**PASSAGE**
────────────────────

The UCLA Graduate School of Education and Information Studies celebrated the establishment of the new United Nations Educational, Scientific and Cultural Organization (UNESCO) Chair in Global Learning and Global Citizenship Education Monday night at the Skirball Cultural Center in Los Angeles.
The new UNESCO chair was officially announced at a celebration marking the 70th anniversary of UNESCO and featured Director-General Irina Bokova. She was welcomed by UCLA Chancellor Gene Block and introduced by Los Angeles Mayor Eric Garcetti.
The UNESCO Chair in Global Learning and Global Citizenship Education will advance the work being done at the UCLA to understand and improve global learning and citizenship and its importance in protecting the environment. As part of this effort, the UCLA Lab School and the UCLA Institute of the Environment and Sustainability will work on developing a new initiative in children’s environmental education.
“We are very pleased to join with UNESCO in celebrating their 70th anniversary and honored to partner with them in seeking to achieve their goals of global sustainability through the promotion of global education and citizenship,” said Wasserman Dean Marcelo Suárez-Orozco of the graduate school of education.
“Improving global education and citizenship is critical to reducing poverty and inequality and key to protecting the environment. This new collaboration will greatly boost the efforts of UCLA to bring global citizenship education to a new level of excellence, rigor and relevance,” Suárez-Orozco added.

────────────────────

**EXCERPTED RECORDS**

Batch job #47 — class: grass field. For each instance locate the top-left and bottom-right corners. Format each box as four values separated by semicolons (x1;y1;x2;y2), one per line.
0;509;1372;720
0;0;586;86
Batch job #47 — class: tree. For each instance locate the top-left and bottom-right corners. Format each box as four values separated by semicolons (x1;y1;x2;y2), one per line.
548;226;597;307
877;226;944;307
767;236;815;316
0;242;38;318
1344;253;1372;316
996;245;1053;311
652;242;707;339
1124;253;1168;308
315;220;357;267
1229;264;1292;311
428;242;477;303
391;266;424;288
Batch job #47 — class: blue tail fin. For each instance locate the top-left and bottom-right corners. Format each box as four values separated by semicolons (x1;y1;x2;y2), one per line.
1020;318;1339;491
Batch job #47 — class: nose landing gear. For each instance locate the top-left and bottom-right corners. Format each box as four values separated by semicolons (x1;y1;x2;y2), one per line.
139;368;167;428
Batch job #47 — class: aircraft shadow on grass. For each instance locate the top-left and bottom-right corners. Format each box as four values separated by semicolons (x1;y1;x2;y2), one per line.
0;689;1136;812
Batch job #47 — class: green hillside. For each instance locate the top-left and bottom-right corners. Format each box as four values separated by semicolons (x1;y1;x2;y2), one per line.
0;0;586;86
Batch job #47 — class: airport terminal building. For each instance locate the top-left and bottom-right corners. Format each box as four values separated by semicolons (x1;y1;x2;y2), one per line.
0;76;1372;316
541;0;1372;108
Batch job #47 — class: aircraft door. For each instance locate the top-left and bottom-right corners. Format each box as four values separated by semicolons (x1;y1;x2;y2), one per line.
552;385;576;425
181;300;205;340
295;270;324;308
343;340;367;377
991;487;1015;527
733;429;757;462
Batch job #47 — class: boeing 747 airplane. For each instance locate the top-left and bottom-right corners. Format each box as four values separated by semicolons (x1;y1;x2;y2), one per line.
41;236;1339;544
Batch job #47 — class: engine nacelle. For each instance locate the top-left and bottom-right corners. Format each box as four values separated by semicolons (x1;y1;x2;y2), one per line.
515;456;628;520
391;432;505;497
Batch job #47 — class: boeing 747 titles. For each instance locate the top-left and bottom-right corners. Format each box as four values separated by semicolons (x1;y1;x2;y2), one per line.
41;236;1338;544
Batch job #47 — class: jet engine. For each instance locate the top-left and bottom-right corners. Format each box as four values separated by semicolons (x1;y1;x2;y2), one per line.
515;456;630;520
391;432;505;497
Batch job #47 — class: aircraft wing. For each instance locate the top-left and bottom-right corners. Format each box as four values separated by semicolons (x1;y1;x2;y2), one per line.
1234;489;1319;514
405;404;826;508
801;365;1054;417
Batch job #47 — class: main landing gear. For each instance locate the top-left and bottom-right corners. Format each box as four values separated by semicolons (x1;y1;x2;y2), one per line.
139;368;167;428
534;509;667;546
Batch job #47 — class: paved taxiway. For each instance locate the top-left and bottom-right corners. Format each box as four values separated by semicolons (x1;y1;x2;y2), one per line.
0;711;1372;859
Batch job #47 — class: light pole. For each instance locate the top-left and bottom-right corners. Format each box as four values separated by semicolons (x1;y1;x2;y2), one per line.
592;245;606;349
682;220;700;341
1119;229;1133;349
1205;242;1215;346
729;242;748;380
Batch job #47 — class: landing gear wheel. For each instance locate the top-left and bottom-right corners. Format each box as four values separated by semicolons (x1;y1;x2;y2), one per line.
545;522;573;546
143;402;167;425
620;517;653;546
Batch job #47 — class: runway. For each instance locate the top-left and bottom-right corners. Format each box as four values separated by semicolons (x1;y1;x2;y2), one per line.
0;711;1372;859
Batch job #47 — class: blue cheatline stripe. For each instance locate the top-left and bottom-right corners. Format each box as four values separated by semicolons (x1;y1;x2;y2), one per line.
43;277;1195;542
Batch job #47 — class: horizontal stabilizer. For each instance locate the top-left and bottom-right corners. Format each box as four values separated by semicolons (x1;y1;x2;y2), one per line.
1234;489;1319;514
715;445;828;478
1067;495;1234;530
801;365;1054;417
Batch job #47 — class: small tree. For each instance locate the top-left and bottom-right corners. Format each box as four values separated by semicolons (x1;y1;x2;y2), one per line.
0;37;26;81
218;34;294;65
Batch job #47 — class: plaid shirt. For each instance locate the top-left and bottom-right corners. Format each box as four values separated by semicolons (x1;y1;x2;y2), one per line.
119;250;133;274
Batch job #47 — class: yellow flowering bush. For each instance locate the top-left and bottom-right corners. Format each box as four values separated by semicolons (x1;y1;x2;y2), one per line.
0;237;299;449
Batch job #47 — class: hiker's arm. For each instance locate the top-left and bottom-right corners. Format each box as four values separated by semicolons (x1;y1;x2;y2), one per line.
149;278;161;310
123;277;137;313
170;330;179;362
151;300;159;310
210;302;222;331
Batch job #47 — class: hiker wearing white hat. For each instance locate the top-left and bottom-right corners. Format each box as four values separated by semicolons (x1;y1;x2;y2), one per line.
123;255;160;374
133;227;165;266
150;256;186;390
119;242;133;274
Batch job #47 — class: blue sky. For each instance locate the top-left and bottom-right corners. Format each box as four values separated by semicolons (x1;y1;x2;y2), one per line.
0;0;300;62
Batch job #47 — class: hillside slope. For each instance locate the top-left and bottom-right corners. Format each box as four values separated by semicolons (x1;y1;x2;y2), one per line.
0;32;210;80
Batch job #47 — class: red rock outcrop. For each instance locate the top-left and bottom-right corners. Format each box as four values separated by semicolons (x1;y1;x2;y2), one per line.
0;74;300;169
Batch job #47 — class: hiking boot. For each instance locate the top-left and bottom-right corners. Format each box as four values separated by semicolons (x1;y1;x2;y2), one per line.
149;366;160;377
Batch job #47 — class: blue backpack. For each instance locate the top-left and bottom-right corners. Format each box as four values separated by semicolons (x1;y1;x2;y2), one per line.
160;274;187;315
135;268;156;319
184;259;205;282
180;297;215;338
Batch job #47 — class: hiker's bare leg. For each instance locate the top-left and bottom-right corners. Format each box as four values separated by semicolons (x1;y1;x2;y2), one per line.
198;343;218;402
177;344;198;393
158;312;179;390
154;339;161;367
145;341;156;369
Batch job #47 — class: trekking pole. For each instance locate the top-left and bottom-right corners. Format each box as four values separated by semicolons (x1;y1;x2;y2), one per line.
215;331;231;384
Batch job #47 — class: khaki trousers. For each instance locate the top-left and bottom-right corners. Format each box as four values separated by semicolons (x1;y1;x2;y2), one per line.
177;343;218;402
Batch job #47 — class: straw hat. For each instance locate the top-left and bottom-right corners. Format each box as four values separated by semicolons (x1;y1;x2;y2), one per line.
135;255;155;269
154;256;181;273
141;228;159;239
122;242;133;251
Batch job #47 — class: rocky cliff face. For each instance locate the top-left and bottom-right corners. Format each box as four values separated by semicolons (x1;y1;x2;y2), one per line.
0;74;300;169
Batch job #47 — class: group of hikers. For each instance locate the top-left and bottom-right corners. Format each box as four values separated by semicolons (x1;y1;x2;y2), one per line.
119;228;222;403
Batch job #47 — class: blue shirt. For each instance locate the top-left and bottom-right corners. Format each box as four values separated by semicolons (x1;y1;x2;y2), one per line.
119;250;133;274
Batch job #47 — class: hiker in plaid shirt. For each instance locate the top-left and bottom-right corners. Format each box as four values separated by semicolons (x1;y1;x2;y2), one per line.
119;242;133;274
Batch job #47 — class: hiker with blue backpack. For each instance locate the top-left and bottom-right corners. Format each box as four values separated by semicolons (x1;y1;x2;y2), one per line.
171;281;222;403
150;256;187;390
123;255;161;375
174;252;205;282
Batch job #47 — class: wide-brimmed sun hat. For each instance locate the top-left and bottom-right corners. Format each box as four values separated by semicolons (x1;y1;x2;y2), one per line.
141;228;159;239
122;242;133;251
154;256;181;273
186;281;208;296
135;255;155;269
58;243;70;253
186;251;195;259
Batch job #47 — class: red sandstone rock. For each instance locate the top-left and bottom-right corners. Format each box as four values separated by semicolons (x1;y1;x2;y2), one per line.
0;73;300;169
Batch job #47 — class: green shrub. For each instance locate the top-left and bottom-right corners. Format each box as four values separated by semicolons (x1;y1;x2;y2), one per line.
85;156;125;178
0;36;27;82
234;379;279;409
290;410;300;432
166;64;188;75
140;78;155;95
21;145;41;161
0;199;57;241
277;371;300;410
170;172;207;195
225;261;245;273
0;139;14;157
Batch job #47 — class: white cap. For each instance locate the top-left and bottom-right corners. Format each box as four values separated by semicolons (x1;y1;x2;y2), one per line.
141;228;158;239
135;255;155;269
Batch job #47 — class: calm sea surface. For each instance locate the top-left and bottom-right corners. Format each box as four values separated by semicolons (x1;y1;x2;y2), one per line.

────────────────────

**PROBLEM REQUIREMENTS**
Using the passage about the new UNESCO chair at UCLA, answer the following.
(a) At what venue was the establishment of the chair celebrated?
(b) Who introduced Director-General Irina Bokova?
(c) Which two UCLA units will develop the new initiative in children's environmental education?

**ANSWER BELOW**
(a) The Skirball Cultural Center in Los Angeles.
(b) Los Angeles Mayor Eric Garcetti.
(c) The UCLA Lab School and the UCLA Institute of the Environment and Sustainability.